■ **What you have to do**:
Copy every row below back out unchanged, letter for letter.

____ Dataset excerpts

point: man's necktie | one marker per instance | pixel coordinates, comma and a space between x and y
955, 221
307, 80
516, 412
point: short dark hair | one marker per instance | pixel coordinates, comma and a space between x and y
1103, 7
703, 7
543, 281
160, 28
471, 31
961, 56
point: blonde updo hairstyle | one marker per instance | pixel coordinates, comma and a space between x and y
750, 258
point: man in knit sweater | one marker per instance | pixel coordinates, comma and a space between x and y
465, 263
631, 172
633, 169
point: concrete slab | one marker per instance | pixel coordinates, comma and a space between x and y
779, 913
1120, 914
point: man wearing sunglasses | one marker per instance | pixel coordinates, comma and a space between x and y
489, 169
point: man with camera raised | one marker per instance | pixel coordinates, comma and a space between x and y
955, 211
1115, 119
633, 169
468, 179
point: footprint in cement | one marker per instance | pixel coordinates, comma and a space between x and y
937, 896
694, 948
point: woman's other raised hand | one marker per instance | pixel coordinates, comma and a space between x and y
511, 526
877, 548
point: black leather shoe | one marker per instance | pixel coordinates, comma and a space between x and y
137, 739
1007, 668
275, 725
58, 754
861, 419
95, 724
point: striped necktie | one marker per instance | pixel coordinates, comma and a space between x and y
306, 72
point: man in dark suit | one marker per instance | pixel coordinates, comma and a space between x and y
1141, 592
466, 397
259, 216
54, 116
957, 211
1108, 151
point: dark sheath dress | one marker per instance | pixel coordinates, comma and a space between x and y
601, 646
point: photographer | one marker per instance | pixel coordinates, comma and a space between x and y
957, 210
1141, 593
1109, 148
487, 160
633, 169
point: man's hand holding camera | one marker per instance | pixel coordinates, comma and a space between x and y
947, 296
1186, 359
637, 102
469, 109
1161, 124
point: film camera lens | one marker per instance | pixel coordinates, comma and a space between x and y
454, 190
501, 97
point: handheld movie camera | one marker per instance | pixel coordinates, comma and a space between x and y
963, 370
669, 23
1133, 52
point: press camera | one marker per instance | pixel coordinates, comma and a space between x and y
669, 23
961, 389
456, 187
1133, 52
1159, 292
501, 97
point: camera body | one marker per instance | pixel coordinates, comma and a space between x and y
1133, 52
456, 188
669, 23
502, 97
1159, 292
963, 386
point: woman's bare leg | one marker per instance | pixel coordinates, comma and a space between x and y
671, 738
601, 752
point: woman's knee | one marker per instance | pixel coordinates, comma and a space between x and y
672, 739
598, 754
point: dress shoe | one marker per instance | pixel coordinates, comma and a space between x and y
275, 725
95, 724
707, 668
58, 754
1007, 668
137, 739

________

■ **Solution to the problem**:
point: man's necktie | one marker per instance | pixel coordinates, comma and a space between x and y
955, 221
307, 80
516, 412
point: short dark hair | one marker per instance | pixel coordinates, comma and a space between x and y
1103, 7
703, 7
543, 281
160, 28
471, 31
961, 56
point: blonde updo hairstyle | one marker per instance | pixel coordinates, comma and a space between x and y
750, 258
point: man in knit sweater | one marker per instance | pixel coordinates, comma and a space between x and y
465, 263
631, 172
633, 169
point: concrete slab | one marker per instance | pixel coordinates, comma and a space between x and y
779, 913
1120, 914
point: man wearing sunglasses | one marker per instance | pixel coordinates, comma and a space between x and y
489, 169
point: man with camera raised | one marker per instance | pixel coordinates, comma and a space between x and y
955, 211
1115, 119
633, 169
468, 179
point: footprint in cement | one marker per instance | pixel coordinates, comma and a space between x and y
937, 896
694, 948
point: woman's other raised hand | one marker per instance | pixel coordinates, comma and a space between x and y
511, 526
877, 548
point: black leather shoe | one marker per instance | pixel coordinates, comma and a space between x and y
137, 739
1007, 668
275, 725
58, 754
861, 419
95, 724
point: striped necktie | one marker per instance | pixel coordinates, comma and a space between x and y
306, 72
point: man in dark suit | one marker per instance | pixel coordinates, comma and a space between x and y
1141, 592
466, 397
259, 216
54, 116
957, 211
1108, 151
point: dark sheath dress | one marker per instance | pixel coordinates, comma and a space between x and y
601, 646
point: photographer | one marker per instance | pixel coordinates, comma and a space between x and y
957, 210
1141, 593
1109, 148
487, 160
633, 169
point: man's hand holding camera | one marker per instance | pixel coordinates, comma and a space between x and y
947, 296
1186, 359
637, 102
469, 109
1161, 124
point: film camera lens | one marker per instance | pixel coordinates, comma and a space between x and y
454, 190
501, 97
point: handheld movie camera | one marker per instance | pixel coordinates, comma and a space between x and y
963, 370
669, 23
1133, 52
point: press camera | one marker per instance | pixel coordinates, comma and a space between x and y
669, 23
961, 389
456, 187
1133, 52
1159, 292
501, 97
point: camera body | one marker per instance | pixel coordinates, comma and a space between x and y
1133, 52
456, 188
669, 23
502, 97
1159, 292
963, 386
point: woman's bare leg | one marker per instance | pixel coordinates, comma and a space between x and y
671, 738
601, 752
point: woman's knee | one marker per instance | pixel coordinates, comma and a space between x and y
672, 739
598, 754
point: dress shoe | one marker per instance | pixel coordinates, comma and a space between x and y
275, 725
95, 724
707, 668
58, 754
1007, 668
137, 739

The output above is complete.